▸ YOUR OBJECTIVE
In the records below, find the line containing "Where can the long"; copy exactly that line and all lines after it to the end, and nothing else.

▸ MATERIAL PROVIDED
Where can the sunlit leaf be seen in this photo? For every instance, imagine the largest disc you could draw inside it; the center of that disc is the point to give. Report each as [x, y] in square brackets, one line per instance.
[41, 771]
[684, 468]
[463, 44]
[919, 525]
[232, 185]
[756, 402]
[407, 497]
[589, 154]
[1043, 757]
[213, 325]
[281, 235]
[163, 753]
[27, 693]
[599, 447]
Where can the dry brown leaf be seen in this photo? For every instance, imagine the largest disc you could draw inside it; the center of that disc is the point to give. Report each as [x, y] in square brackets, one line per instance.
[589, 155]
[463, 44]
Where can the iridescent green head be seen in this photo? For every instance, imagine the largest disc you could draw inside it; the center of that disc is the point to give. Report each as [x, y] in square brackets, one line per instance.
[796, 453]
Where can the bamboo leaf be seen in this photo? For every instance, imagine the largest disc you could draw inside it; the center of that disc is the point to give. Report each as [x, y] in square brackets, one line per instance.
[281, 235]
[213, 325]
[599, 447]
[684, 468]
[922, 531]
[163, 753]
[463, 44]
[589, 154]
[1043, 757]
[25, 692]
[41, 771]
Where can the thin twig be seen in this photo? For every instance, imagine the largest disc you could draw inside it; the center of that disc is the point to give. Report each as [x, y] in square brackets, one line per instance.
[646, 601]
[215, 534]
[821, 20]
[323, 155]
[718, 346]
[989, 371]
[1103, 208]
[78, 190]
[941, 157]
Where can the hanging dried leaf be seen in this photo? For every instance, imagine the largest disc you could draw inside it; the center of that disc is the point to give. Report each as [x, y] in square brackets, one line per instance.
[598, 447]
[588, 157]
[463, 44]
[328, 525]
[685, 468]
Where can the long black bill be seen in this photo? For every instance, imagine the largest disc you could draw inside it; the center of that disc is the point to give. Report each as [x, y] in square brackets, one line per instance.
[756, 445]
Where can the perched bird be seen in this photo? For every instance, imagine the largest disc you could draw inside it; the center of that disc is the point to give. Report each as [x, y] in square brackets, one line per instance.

▸ REPLY TO THE TASK
Where can the long black bill be seen in this photo? For every instance, imagine the largest disc you could draw inside it; the center of that disc is the point to give. Report each as [x, y] in square brackets, one line per instance.
[756, 445]
Where can the perched bird be seen in this photo? For every instance, imagine the largest disc you could draw inside it; the center of that disc is the point to give. Report each as [x, y] in square brackets, one line per instance.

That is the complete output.